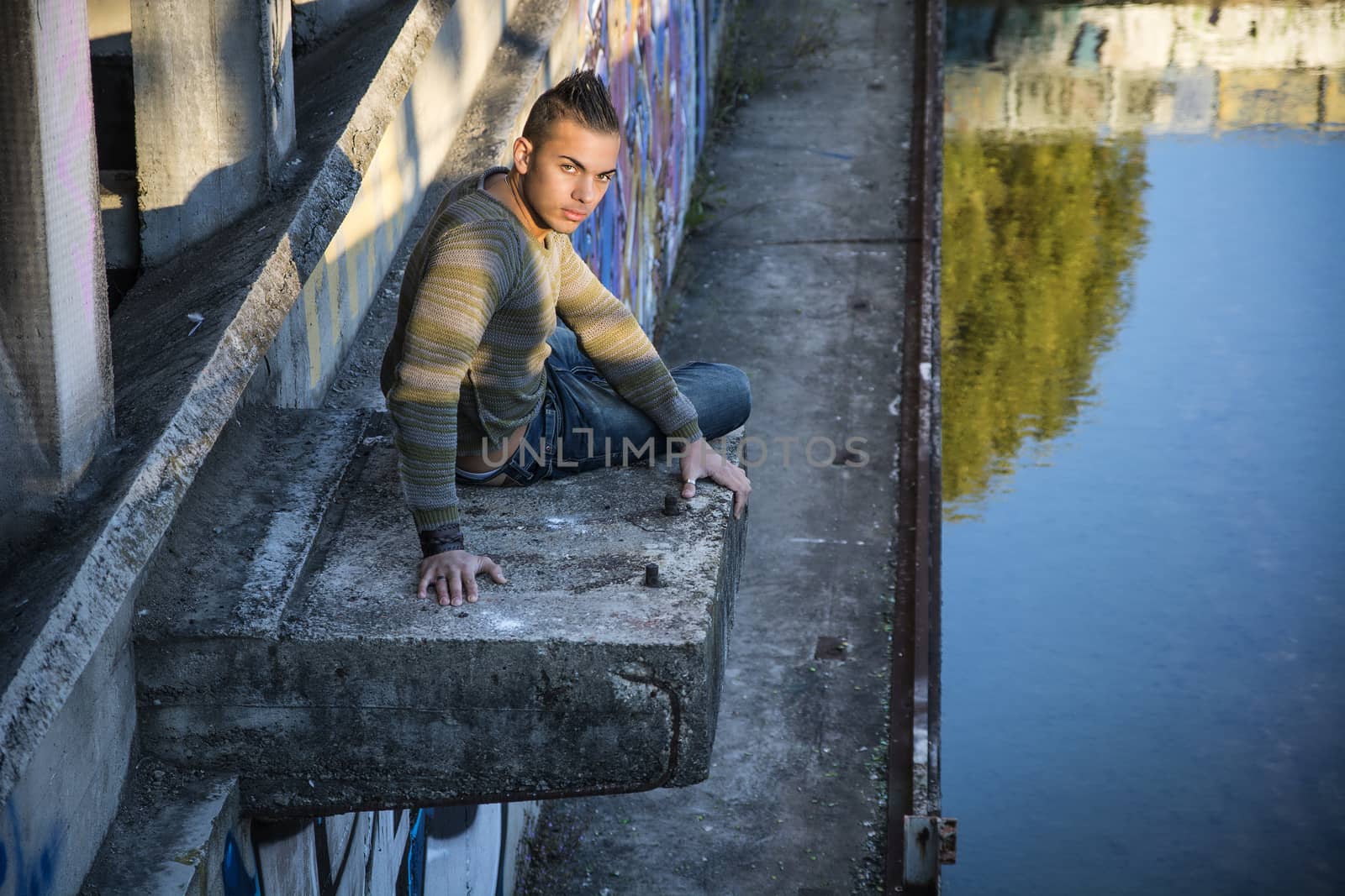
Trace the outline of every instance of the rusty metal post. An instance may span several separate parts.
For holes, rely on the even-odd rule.
[[[943,21],[943,0],[916,0],[888,732],[888,893],[939,892],[940,832],[947,829],[939,818]]]

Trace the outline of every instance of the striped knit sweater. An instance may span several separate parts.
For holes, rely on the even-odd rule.
[[[383,356],[398,474],[422,543],[426,531],[457,532],[459,451],[500,457],[541,408],[557,314],[627,402],[670,437],[701,438],[695,406],[635,316],[569,236],[550,231],[543,244],[486,192],[496,171],[507,169],[461,181],[440,204],[406,265]]]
+ + +
## PROBLEM
Repeat every line above word for word, leaving out the pictures.

## OUTPUT FOR THIS EXERCISE
Trace the outline of every instance of the rusty metal post. An instance may span several separate parts.
For holes, rely on the even-odd rule.
[[[943,21],[943,0],[916,0],[888,732],[888,893],[939,892],[940,832],[947,829],[939,818]]]

Trace the outline of every instance of the striped knit sweater. An instance may span several separate parts.
For holes, rely on the even-odd rule.
[[[383,356],[398,474],[422,543],[426,531],[457,532],[459,451],[500,457],[541,408],[557,314],[627,402],[670,437],[701,438],[695,406],[635,316],[569,236],[550,231],[543,244],[486,192],[496,171],[507,169],[461,181],[440,204],[406,265]]]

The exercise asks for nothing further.